WHAT YOU ARE ASKED TO DO: Please turn the lines of the records below into a numbered list, starting with the line containing "For this exercise we mark the dust" and going on through the line containing "[(430, 320), (574, 293)]", with both of those lines included. Leave out blank lines and every line outside that stretch.

RECORDS TO PROCESS:
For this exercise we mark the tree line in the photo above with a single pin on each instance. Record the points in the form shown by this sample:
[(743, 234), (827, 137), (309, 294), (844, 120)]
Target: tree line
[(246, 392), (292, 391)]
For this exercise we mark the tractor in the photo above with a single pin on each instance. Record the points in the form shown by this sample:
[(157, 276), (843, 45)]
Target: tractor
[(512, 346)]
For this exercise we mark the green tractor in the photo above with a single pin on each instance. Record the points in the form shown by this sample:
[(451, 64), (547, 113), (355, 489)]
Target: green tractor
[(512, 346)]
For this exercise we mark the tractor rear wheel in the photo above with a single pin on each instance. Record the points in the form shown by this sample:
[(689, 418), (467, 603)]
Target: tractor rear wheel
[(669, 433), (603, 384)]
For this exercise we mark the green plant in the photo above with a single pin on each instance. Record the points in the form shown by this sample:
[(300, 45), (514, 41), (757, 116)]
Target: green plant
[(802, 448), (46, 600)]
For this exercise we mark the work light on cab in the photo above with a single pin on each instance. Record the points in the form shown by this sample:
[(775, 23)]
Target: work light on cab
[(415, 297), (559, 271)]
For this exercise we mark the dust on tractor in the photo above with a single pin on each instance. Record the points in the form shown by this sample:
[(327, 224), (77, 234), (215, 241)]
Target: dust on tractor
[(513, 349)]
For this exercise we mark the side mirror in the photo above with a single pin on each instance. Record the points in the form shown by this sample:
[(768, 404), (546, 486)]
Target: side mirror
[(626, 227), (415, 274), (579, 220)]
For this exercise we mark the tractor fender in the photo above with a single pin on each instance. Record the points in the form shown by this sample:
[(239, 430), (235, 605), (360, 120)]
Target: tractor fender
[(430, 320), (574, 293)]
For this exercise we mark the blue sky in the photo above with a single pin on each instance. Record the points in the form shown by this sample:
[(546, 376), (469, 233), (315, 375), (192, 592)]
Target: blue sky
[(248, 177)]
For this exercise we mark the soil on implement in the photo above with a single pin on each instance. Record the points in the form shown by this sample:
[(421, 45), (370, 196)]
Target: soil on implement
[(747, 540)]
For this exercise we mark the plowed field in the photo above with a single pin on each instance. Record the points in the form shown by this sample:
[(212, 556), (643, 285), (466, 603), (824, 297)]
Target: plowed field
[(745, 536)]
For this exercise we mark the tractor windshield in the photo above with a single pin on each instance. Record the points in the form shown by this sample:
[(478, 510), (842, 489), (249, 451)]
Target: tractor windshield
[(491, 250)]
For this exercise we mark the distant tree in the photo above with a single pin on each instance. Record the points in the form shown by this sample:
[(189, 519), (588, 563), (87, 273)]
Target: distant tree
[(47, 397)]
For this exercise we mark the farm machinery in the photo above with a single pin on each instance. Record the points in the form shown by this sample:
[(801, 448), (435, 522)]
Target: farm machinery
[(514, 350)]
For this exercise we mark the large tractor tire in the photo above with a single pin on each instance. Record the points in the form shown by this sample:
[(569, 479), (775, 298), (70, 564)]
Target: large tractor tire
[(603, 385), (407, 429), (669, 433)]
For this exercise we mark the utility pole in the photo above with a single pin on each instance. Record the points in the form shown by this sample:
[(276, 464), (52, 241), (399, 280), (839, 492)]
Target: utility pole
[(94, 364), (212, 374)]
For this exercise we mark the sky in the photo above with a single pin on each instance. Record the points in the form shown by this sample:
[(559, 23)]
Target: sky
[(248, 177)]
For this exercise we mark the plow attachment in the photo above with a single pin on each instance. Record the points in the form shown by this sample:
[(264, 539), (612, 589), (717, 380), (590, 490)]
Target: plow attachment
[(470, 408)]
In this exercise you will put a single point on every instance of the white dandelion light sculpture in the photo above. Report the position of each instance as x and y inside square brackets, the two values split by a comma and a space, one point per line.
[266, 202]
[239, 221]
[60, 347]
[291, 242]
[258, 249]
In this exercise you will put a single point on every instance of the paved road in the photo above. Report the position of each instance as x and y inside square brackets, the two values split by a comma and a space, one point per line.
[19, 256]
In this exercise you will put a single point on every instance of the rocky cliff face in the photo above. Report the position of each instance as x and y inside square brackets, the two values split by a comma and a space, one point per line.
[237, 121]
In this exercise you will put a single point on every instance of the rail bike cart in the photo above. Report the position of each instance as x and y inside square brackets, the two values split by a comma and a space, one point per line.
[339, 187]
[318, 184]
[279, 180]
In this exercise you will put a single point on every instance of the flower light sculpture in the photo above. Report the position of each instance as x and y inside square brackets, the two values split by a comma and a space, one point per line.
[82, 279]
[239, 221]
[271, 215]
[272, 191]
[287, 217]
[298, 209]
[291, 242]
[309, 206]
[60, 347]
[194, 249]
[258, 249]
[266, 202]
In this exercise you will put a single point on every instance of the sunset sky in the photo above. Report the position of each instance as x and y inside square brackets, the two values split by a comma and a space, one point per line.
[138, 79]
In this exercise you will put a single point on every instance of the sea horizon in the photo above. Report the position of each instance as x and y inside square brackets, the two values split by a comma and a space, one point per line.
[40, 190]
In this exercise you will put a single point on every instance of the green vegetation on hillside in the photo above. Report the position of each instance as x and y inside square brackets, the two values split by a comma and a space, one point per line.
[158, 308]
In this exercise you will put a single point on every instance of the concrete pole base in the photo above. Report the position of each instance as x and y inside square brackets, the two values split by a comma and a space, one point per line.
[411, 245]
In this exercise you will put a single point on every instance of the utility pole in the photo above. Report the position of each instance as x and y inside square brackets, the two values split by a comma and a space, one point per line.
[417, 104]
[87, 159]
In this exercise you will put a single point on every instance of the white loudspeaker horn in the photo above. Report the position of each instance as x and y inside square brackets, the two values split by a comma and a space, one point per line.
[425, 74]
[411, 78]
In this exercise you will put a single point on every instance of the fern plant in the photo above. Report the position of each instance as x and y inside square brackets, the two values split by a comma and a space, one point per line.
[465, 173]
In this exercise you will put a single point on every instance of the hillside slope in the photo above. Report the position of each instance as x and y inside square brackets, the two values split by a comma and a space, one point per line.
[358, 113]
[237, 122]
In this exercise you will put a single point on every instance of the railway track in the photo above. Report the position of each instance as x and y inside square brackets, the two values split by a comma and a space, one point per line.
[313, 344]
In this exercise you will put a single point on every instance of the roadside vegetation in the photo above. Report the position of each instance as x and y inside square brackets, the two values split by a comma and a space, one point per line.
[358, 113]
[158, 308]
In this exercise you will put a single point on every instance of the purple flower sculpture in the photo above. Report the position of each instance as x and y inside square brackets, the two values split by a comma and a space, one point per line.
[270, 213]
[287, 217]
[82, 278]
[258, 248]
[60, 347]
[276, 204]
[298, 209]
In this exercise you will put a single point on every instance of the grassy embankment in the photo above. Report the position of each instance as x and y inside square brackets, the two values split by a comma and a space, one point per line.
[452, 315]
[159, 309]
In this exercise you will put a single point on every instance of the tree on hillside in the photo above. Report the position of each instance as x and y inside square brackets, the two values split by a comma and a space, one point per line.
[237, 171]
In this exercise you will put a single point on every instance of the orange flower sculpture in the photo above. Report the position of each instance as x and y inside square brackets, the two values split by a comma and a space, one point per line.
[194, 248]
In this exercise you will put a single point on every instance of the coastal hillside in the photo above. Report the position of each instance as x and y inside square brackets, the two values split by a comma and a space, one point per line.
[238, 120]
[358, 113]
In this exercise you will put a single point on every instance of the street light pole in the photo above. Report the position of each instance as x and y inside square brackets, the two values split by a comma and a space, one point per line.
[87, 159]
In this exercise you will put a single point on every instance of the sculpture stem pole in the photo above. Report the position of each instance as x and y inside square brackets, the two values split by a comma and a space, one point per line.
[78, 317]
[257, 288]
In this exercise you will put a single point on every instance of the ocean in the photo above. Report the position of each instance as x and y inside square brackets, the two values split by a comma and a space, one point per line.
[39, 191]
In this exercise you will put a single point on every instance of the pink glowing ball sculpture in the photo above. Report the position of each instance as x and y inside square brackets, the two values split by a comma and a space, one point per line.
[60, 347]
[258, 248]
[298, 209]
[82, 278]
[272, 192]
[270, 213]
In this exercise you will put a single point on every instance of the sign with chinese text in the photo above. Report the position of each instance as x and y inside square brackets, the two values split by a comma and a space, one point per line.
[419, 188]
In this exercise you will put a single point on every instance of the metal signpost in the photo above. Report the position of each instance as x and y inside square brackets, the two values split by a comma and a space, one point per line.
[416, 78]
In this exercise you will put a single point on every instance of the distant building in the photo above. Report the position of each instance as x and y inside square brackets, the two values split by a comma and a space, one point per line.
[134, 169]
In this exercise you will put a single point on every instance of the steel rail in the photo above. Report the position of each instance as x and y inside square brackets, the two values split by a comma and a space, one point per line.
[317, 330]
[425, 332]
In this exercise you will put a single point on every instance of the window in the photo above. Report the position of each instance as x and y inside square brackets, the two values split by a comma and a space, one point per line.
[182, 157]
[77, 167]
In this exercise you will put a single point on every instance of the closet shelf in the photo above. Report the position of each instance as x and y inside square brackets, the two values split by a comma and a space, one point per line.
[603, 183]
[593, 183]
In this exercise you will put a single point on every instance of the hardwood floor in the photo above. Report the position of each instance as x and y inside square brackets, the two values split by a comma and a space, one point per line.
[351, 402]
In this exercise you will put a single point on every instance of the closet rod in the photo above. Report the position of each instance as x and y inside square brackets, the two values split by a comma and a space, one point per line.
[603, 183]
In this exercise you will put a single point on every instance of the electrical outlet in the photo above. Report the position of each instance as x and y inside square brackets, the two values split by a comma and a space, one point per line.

SOLUTION TO THIS PROBLEM:
1. For this exercise we mark the dust on tractor in the photo above with a single pin on each instance. Record the points in the form shown by this sample:
2. [(327, 224), (77, 234), (215, 241)]
3. Target: dust on tractor
4. [(513, 349)]
5. For this exercise we mark the side mirror in the photo above with a single pin on each instance. Record the points in the form shown by this sample:
6. [(768, 404), (546, 486)]
7. Target: side mirror
8. [(626, 227), (415, 274), (579, 220)]
9. For this exercise we mark the tractor fender in the photo above with a single pin on each instance. Record the points in the form shown by this sample:
10. [(239, 430), (235, 605), (360, 120)]
11. Target: tractor fender
12. [(430, 320), (574, 293)]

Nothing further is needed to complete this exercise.